§ **Task to carry out**: Identify each line in the records below that includes the word "eroded", and copy those lines. Match case exactly.

§ **Records from a dataset**:
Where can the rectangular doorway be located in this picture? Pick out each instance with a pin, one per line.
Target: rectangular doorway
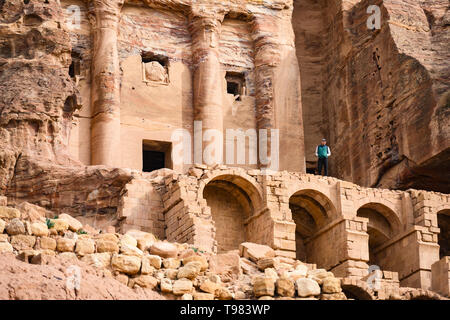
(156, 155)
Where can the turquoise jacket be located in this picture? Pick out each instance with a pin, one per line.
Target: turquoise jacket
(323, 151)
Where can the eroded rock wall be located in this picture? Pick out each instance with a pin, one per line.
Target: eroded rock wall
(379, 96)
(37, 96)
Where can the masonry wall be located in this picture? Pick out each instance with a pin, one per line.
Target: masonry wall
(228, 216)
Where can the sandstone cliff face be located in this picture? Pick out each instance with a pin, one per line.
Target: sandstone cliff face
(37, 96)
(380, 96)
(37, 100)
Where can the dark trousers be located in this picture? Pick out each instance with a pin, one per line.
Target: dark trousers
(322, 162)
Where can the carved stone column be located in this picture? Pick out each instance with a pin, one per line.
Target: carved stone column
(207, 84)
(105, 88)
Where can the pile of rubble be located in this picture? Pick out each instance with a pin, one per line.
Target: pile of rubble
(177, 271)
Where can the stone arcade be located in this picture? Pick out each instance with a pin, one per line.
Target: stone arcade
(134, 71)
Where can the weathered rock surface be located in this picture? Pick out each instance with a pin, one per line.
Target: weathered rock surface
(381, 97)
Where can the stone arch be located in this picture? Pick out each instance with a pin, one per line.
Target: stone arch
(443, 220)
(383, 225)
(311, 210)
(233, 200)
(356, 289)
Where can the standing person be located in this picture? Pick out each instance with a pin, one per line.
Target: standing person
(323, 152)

--

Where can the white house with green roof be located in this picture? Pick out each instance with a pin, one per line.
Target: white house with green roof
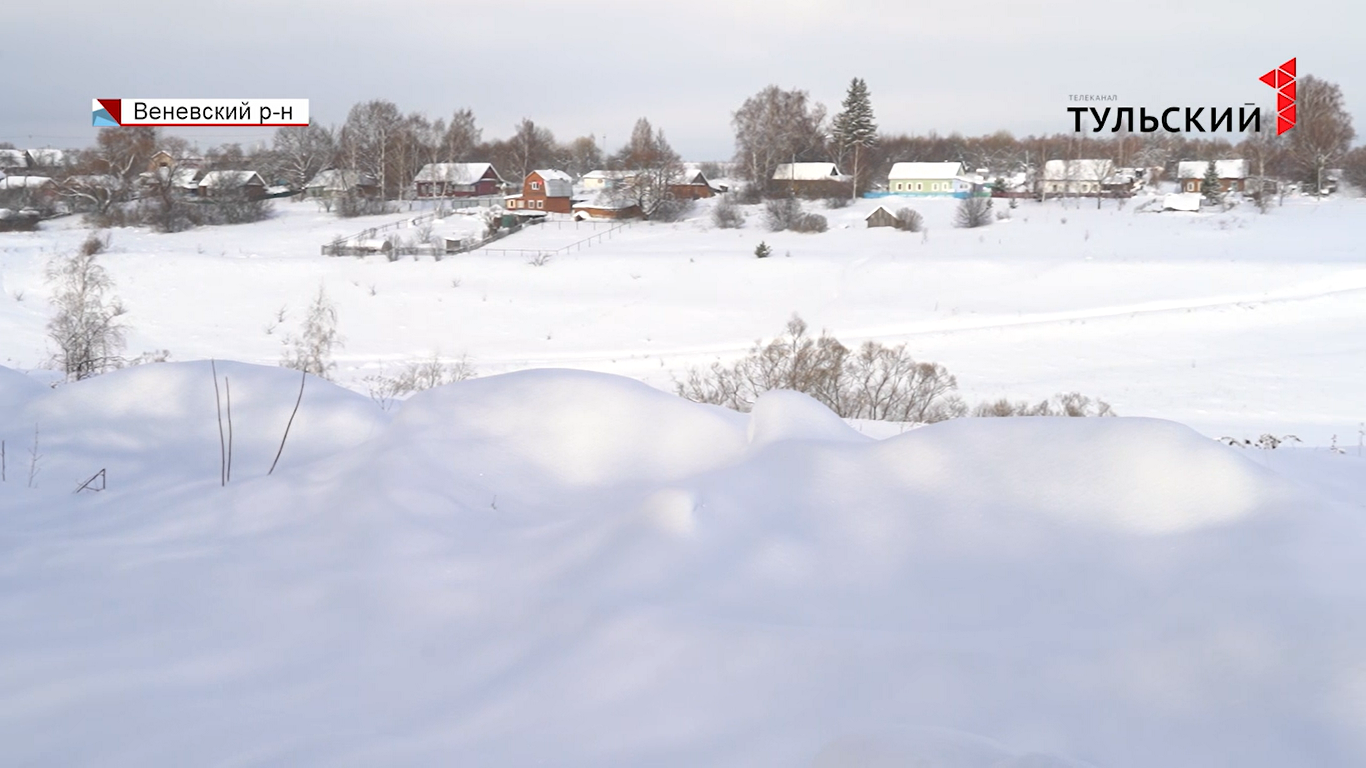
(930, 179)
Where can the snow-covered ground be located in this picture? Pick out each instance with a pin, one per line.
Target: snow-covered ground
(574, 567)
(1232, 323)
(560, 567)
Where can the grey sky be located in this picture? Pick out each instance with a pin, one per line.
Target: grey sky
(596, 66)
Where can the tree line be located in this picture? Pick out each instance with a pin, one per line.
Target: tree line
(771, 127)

--

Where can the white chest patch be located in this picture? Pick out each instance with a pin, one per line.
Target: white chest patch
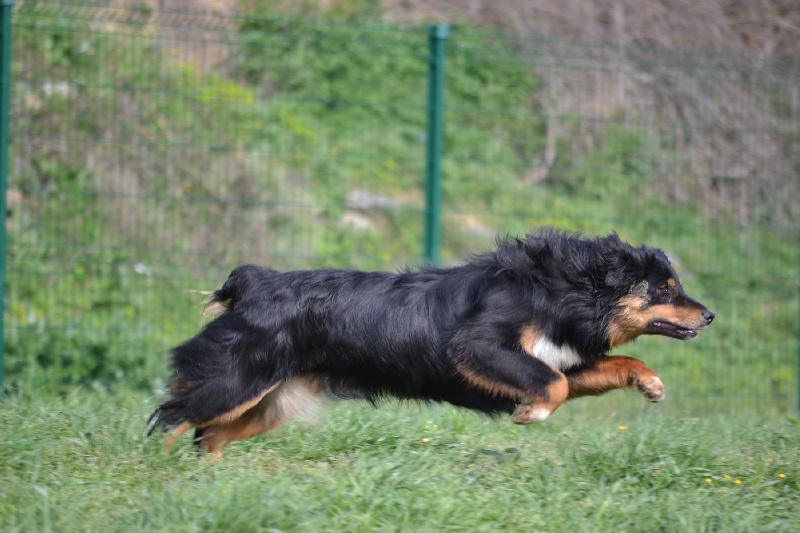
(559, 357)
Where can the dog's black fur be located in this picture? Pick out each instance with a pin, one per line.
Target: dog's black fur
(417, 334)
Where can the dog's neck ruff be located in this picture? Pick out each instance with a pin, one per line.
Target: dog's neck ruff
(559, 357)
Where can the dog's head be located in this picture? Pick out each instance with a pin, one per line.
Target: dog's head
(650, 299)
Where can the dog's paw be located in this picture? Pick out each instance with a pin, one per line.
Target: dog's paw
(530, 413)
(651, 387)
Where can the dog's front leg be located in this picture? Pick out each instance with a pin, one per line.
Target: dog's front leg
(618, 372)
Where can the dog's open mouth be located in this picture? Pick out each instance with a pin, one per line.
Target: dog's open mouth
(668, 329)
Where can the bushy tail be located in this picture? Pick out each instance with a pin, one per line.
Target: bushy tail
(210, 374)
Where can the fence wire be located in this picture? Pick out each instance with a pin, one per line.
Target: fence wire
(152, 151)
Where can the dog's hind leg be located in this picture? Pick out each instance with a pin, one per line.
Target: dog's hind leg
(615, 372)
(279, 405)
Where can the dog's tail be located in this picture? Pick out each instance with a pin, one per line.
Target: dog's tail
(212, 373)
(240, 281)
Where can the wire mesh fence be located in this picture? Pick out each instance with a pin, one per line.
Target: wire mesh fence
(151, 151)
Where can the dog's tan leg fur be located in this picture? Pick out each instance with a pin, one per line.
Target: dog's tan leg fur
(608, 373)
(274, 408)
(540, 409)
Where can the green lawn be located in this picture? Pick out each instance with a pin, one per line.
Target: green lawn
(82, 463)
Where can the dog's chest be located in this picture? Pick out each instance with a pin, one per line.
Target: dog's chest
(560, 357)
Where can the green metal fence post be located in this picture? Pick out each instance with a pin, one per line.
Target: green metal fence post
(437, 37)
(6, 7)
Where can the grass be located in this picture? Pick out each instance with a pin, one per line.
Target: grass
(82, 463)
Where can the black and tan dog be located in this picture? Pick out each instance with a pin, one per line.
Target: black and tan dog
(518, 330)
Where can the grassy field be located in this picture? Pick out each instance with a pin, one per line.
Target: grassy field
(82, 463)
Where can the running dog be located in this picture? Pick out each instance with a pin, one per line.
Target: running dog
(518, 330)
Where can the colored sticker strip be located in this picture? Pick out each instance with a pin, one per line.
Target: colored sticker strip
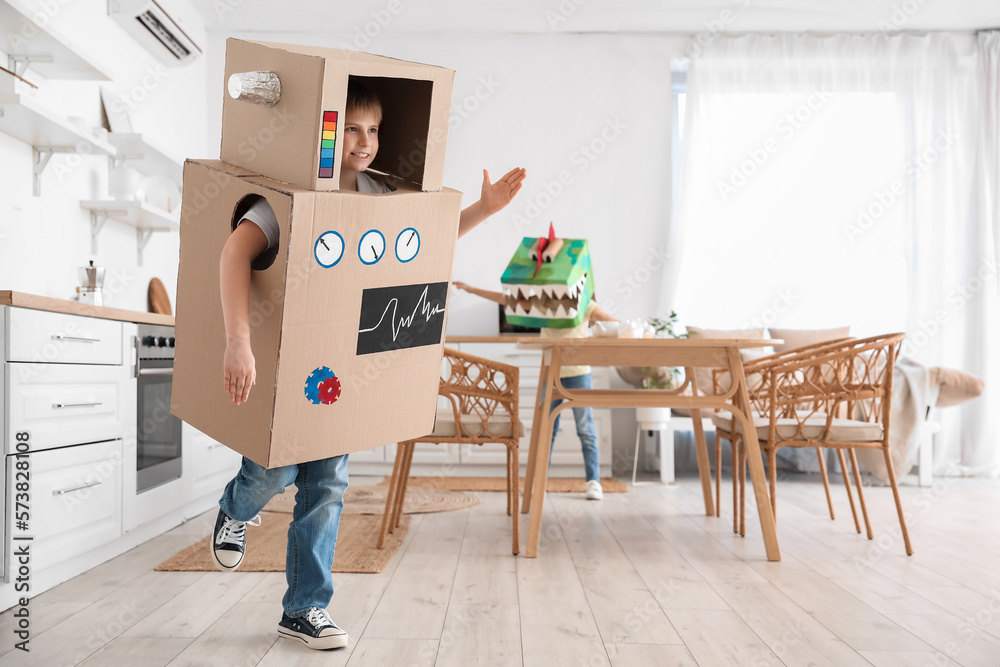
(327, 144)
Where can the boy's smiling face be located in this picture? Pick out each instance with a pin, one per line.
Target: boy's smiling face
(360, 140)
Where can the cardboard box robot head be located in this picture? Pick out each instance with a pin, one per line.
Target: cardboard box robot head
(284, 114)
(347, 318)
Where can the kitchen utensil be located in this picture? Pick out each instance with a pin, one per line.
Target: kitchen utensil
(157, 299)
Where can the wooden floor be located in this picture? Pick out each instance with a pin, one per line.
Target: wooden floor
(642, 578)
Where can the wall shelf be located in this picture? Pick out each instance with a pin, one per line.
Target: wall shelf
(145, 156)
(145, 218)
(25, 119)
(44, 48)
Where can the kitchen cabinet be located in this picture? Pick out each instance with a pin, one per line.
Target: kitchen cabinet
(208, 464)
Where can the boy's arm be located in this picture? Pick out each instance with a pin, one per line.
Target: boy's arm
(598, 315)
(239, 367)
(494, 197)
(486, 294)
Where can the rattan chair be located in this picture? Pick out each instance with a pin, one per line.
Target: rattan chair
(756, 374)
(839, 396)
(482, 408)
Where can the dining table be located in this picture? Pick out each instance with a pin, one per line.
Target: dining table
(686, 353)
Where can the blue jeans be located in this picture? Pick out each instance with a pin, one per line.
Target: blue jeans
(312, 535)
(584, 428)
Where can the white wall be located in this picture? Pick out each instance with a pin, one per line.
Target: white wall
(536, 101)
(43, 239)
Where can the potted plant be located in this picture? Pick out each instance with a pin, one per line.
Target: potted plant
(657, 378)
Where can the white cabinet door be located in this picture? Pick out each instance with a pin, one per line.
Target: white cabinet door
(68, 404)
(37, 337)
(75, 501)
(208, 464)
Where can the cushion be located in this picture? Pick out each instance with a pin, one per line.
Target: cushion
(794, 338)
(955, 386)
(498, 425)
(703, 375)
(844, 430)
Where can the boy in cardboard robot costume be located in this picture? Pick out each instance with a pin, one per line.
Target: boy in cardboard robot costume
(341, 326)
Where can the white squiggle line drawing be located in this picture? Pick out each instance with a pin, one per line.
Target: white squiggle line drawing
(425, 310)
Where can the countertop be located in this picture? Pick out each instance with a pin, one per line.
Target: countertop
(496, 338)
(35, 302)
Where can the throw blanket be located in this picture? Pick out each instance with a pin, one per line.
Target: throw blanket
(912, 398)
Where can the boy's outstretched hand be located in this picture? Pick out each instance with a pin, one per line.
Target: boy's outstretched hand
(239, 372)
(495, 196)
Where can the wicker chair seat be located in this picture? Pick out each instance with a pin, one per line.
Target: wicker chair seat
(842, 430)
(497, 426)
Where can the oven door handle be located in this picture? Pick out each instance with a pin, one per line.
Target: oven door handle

§ **Answer to the problem**:
Where can the eroded rock wall be located in this picture? Pick out each instance with a pin, one per line.
Target: eroded rock wall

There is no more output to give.